## Start Text to read
Friday, July 14, 2017

Quarterly Cinema Scan - Volume XXVIII

I was born too late to join in the early hoopla surrounding Elvis Presley.  "The King" first charted on Billboard in March 1956 with Heartbreak Hotel, which soared to # 1 and stayed there for seven weeks.  I was a wee lad of eight years.  For the next two years Elvis reached the Billboard Top 40 an astonishing twenty-one more times, including nine records which peaked at # 1.  Not only was the Tupelo native a music sensation, but also a cinema star, making four hit movies during that two year period.  One of those four films was 1957's Jailhouse Rock, described below.

Then Uncle Sam came calling.  From March 1958 to March 1960 Elvis served as a (more or less) regular Army grunt, turning down chances to put in his time as a Special Services musician.  The media, and some of his fans, wondered whether this two year stint doing his patriotic duty would spell the end of his music and film careers.  Not to worry.  Even though he was stationed in Germany during most of his time in the Army, he used furloughs to record ten chart-busting songs, two of which hit # 1, while in uniform.  His acting career did take a two year hiatus, however.

Following his honorable discharge, Elvis went on to record seventy-two -- that's not a typo, it's 72 -- more Top 40 singles, six of which topped the charts at # 1. He also added to his post-military film catalogue with twenty-seven more starring roles, plus two feature length documentaries.  Numerous appearances on television, particularly the Ed Sullivan Show, played a major part in his meteoric rise.  The FCC's requirement that Sullivan's camera crew only televise Elvis above his swaying hips is legendary.
## End Text to read
## Start Material provided
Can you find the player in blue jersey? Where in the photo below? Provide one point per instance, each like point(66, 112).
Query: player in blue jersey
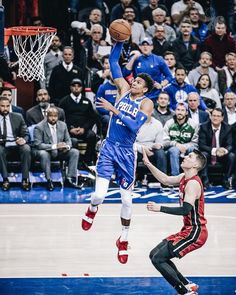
## End Material provided
What you need to do:
[A] Answer these from the post about Elvis Presley:
(i) Which record first put Elvis on the Billboard chart in March 1956?
(ii) From when to when did Elvis serve in the Army?
(iii) How many more Top 40 singles did Elvis record after his honorable discharge?
[B] Carry on the post about Elvis Presley, picking up right after its final sentence.
The material has no connection to the post about Elvis Presley.

Results for the exercise:
[A]
(i) Heartbreak Hotel
(ii) From March 1958 to March 1960
(iii) Seventy-two

[B]
Just as the peace time Army obligation turned out to be a mere speed bump to his celebrity status, so did the British Invasion.  Not even the Beatles, the Stones or any of their fellow countrymen could derail Presley's path to stardom.  In fact, during 1964 and 1965, the peak years of the British Invasion, Elvis still managed to chart on the Top 40 thirteen times.  One more amazing fact about Elvis the singer:  With only one exception (1973), from 1956 until the year of his death, 1977, at least two Presley singles achieved the Billboard Top 40 singles list each year.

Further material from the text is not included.